WHAT TO DO:
(A) Give again the stretch of the Delta column from "Us. The Delta’s" through "the Delta’s crisis.".
(B) Answer these questions from the Delta column:
(i) What designation follows Lois Wolk's name?
(ii) Who appointed the Delta Vision task force?
(iii) What did Delta Vision rubber-stamp straight away?

SELECTED EXTRACT:
______________________________
By Michael Fitzgerald, Stockton Record, February 27, 2009 [here]

In the ominous Delta debate, south-state interests maneuver for reliable water. Environmentalists champion the ecosystem. No one gives high priority to the region.

Us. The Delta’s people. The Delta’s communities, economies, infrastructure, architecture, history, its other habitats and various ways of life.

“It’s not just a blank slate that can be written on by state officials,” state Sen. Lois Wolk, D-Davis, says. “It’s not just about the water, and it’s not just about the ecosystem. It’s about a place.”

Wolk spoke out this week at a hearing on the Delta Vision task force. The governor appointed the task force to find a solution to the Delta’s crisis.

Delta Vision straight away rubber-stamped a peripheral canal. It embraced two priorities: restoring and stewarding the Delta ecosystem and stabilizing the water supply.
______________________________
INFORMATION GIVEN:
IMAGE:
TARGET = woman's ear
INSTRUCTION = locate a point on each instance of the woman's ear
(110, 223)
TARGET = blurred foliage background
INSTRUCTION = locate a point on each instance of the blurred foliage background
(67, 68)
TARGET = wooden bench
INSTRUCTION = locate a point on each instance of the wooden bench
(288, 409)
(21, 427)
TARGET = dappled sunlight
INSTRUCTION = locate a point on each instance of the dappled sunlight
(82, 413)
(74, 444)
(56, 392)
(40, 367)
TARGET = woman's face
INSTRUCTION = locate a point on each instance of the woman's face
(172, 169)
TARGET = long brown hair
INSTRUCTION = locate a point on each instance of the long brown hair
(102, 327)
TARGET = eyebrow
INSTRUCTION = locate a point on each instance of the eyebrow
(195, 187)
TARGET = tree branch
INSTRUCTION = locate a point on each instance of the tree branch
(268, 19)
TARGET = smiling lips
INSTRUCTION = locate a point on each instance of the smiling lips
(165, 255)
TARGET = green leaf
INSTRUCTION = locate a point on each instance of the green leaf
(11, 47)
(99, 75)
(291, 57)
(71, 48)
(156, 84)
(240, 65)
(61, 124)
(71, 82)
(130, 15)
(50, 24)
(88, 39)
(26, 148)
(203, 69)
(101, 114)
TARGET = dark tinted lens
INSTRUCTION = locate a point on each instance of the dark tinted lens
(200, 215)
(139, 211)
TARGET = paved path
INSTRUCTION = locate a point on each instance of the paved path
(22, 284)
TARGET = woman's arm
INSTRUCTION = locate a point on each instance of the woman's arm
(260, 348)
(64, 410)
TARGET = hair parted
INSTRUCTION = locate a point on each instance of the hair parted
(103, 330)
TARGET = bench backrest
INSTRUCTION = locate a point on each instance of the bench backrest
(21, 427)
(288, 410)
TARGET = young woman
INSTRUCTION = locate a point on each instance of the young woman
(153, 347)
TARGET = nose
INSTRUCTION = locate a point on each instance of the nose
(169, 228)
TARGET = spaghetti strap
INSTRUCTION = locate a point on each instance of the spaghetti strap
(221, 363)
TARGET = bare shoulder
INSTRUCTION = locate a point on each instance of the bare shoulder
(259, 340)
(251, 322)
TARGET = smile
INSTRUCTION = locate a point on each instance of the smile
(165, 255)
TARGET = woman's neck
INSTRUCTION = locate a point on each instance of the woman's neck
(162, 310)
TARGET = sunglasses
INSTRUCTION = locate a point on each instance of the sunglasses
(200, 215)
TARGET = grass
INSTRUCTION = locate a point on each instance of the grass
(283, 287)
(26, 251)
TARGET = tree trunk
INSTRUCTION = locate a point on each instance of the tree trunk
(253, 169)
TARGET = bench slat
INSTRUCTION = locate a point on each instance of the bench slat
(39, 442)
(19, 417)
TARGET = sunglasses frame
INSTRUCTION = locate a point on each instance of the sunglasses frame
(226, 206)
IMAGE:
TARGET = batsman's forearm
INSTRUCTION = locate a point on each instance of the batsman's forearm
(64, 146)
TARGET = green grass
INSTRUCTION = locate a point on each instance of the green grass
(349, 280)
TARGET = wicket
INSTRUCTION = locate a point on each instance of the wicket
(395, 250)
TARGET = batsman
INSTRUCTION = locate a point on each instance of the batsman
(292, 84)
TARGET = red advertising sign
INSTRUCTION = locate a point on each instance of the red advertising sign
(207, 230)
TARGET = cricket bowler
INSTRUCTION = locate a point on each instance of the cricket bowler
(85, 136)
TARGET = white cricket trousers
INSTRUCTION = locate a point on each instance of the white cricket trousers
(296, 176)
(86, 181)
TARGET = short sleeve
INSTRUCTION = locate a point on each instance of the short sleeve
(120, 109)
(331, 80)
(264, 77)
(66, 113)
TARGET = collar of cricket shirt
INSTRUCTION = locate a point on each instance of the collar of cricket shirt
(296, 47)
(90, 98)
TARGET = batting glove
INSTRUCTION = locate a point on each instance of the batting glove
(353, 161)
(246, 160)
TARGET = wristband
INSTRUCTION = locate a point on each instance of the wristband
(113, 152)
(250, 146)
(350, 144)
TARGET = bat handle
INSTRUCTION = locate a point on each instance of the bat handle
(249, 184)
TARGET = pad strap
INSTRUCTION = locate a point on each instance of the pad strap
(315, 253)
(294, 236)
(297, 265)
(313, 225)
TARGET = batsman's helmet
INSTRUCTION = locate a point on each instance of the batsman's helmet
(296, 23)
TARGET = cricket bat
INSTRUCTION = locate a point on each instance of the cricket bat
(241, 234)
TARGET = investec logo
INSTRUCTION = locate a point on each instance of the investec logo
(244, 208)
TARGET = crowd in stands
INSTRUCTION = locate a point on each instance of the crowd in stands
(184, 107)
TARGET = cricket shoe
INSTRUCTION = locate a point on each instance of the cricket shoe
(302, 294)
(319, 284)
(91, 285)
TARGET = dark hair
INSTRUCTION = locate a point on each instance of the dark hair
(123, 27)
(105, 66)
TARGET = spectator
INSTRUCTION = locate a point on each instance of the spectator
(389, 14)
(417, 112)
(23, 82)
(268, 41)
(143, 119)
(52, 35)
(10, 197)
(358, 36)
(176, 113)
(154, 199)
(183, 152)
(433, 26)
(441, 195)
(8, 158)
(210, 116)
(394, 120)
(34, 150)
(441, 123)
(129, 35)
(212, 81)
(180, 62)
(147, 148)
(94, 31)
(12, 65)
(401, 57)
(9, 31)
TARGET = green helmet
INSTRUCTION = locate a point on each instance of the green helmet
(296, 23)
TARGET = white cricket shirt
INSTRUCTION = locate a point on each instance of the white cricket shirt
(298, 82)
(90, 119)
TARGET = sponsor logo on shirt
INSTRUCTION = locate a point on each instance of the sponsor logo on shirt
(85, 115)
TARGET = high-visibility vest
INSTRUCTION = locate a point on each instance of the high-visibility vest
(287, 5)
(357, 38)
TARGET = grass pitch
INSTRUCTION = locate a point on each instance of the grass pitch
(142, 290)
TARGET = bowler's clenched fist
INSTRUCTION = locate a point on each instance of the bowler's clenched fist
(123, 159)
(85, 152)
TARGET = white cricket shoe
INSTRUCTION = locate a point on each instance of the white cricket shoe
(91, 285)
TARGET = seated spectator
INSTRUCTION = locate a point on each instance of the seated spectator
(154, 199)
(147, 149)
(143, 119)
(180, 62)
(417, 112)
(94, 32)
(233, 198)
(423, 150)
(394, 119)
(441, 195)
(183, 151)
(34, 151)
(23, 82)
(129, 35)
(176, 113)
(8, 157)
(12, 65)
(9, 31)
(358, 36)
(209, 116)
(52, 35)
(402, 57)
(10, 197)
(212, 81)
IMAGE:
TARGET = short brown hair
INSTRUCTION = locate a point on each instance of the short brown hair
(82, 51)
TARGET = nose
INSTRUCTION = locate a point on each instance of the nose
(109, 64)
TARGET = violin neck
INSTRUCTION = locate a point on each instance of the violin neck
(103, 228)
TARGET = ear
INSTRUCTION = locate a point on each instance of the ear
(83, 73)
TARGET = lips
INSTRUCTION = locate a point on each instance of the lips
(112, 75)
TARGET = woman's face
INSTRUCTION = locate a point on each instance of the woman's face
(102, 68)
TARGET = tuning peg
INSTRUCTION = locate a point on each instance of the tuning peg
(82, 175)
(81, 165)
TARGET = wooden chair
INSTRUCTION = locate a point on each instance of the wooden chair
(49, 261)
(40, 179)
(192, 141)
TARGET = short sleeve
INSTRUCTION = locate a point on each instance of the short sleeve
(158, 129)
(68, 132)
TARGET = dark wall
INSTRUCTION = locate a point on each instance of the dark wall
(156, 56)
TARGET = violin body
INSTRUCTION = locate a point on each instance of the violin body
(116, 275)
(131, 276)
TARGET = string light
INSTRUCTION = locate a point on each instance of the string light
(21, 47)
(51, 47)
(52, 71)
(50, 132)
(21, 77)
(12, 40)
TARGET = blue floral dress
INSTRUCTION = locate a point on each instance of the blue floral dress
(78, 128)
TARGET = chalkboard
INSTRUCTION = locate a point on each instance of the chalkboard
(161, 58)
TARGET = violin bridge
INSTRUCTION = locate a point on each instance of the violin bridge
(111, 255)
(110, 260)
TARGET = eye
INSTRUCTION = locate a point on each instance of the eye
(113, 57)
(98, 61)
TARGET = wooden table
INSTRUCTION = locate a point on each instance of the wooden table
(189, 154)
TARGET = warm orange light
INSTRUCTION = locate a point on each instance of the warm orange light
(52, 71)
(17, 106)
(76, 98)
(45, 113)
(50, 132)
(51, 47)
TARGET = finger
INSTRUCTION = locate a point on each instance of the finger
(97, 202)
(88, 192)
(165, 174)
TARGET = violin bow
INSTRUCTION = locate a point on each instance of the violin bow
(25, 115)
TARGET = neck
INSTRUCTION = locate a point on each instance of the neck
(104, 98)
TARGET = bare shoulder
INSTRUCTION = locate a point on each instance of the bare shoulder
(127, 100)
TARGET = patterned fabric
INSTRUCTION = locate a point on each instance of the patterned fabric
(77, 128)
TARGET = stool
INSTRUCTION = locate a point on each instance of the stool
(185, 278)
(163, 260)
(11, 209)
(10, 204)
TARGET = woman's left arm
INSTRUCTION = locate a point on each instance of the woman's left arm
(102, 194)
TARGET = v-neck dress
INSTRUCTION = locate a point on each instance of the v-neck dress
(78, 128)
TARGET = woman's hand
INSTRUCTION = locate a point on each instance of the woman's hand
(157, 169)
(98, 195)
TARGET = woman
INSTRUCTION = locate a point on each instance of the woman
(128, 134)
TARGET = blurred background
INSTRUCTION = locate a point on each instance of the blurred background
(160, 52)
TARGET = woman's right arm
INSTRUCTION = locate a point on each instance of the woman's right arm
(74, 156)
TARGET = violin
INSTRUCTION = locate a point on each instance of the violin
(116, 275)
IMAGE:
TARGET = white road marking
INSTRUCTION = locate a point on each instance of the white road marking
______________________________
RESPONSES:
(A)
Us. The Delta’s people. The Delta’s communities, economies, infrastructure, architecture, history, its other habitats and various ways of life.

“It’s not just a blank slate that can be written on by state officials,” state Sen. Lois Wolk, D-Davis, says. “It’s not just about the water, and it’s not just about the ecosystem. It’s about a place.”

Wolk spoke out this week at a hearing on the Delta Vision task force. The governor appointed the task force to find a solution to the Delta’s crisis.

(B)
(i) D-Davis
(ii) The governor
(iii) A peripheral canal